:: PROVIDED DATA ::

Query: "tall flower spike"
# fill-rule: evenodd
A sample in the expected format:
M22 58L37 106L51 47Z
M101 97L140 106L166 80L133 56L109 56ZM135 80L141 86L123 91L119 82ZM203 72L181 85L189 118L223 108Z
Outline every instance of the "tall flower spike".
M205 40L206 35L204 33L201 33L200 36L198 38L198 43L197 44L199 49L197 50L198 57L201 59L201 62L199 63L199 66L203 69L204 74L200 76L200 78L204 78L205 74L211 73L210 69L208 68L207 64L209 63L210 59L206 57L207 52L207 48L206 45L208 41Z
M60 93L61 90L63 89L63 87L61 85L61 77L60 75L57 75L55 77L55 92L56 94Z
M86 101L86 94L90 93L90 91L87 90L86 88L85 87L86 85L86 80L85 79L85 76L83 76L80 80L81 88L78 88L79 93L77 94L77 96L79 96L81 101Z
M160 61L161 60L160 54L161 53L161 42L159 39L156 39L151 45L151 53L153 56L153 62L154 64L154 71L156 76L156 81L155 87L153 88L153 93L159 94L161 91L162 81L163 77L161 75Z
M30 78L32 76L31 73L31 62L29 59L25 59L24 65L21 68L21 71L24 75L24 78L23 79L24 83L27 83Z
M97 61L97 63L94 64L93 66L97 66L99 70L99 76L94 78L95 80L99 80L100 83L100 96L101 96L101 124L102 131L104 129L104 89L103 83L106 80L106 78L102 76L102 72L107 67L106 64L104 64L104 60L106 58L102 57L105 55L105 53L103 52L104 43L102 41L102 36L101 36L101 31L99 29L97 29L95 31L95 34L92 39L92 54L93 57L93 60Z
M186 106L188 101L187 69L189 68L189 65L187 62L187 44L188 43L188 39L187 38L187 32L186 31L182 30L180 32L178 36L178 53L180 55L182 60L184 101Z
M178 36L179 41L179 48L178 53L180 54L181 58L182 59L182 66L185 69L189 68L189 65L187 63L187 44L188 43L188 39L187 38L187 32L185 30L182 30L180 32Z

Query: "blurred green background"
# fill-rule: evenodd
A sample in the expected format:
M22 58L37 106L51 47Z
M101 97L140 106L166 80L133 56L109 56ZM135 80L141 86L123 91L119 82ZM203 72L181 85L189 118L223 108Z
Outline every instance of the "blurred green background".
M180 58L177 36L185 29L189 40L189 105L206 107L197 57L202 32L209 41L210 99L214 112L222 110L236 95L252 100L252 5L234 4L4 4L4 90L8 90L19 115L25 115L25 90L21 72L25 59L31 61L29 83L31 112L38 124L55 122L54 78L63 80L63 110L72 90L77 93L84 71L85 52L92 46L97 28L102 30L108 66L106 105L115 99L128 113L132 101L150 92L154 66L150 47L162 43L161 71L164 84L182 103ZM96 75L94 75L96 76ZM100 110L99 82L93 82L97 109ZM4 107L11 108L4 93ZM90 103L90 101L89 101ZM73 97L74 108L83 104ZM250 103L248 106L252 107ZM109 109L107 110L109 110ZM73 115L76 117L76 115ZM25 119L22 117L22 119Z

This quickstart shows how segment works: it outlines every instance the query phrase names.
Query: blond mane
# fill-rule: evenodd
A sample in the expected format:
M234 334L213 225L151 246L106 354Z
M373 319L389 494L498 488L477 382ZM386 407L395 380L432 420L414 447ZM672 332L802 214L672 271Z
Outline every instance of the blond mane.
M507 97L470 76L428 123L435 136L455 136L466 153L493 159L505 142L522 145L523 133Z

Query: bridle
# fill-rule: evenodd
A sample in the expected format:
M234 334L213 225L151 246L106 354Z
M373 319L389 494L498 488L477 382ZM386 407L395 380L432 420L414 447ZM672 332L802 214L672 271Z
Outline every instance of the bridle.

:::

WHAT TO DO: Copy every one of the rows above again, word for word, with nothing changed.

OUTPUT:
Query: "tall flower spike"
# fill-rule: evenodd
A sample in the expected format:
M22 58L37 106L51 47Z
M101 97L140 106L166 80L133 56L109 56ZM135 80L141 86L123 91L119 82ZM203 72L181 85L189 118L223 108Z
Outline every instance of the "tall flower spike".
M205 40L206 35L204 33L201 33L200 36L198 38L198 43L197 44L199 49L197 50L198 57L201 59L201 62L199 63L199 66L203 69L204 74L200 76L200 78L204 78L205 74L211 73L210 69L208 68L207 64L209 63L210 59L206 57L207 52L207 48L206 45L208 41Z
M60 93L61 90L63 89L63 87L61 85L61 77L60 75L57 75L55 77L55 92L56 94Z
M86 101L86 94L90 93L90 91L87 90L86 88L85 87L86 85L86 80L85 79L85 76L83 76L80 80L81 88L78 88L79 93L77 94L77 96L79 96L81 101Z
M160 61L161 60L160 54L161 53L161 42L159 39L156 39L151 45L151 53L153 56L153 62L154 64L154 71L156 76L156 81L155 87L153 88L153 93L159 94L161 91L162 81L163 77L161 75Z
M30 78L32 76L31 73L31 62L29 59L25 59L24 65L21 68L21 71L24 75L24 78L23 79L24 83L27 83Z
M97 61L97 63L94 64L93 66L97 66L99 70L99 76L94 78L95 80L99 80L100 83L100 96L101 96L101 124L102 131L104 129L104 89L103 83L106 80L106 78L102 76L102 72L107 67L106 64L104 64L104 60L106 58L102 57L105 55L105 53L103 52L104 43L102 41L102 36L101 36L101 31L99 29L97 29L95 31L95 34L92 39L92 54L93 57L93 60Z
M186 106L188 101L187 69L189 68L189 65L187 62L187 44L188 43L188 39L187 38L187 32L186 31L182 30L180 32L178 36L178 53L180 55L182 60L184 101Z
M178 36L179 41L179 48L178 53L180 54L181 58L182 59L182 66L185 69L189 68L189 65L187 63L187 44L188 43L188 39L187 38L187 32L185 30L182 30L180 32Z

Query: "blurred green background"
# fill-rule: evenodd
A sample in the expected format:
M22 58L37 106L51 47Z
M101 97L140 106L166 80L133 56L109 56ZM135 80L141 86L123 91L119 82ZM203 72L181 85L189 118L223 108Z
Outline every instance of the "blurred green background".
M180 58L177 36L185 29L189 40L189 105L206 107L197 57L202 32L209 41L210 99L214 112L222 110L236 95L252 100L252 5L234 4L4 4L4 90L8 90L19 115L25 115L25 90L21 72L25 59L31 61L29 83L31 112L38 124L55 122L54 78L63 80L63 110L72 90L77 93L84 71L85 52L92 46L97 28L102 30L108 66L106 105L115 99L128 113L132 101L150 92L154 66L150 47L162 43L161 71L164 84L182 103ZM96 75L94 75L96 76ZM100 110L99 82L93 82L97 109ZM4 107L11 108L4 93ZM90 103L90 101L89 101ZM73 97L74 108L83 104ZM250 103L248 106L252 107ZM109 109L107 110L109 110ZM73 115L76 117L76 115ZM25 119L22 117L22 119Z

This quickstart shows how segment works: it outlines every instance the query phrase names.
Query: blond mane
# fill-rule: evenodd
A sample in the expected format:
M234 334L213 225L151 246L106 354Z
M373 319L389 494L498 488L477 382ZM386 407L395 380L432 420L414 447ZM672 332L802 214L672 271Z
Outline every instance of the blond mane.
M507 97L470 76L428 123L435 136L455 136L466 153L493 159L505 142L522 145L523 133Z

Query: bridle
# fill-rule: evenodd
A sample in the expected format:
M234 334L213 225L151 246L106 354Z
M373 319L389 494L498 488L477 382ZM386 407L395 380L432 420L414 447ZM672 332L802 214L672 271Z
Outline every instance of the bridle.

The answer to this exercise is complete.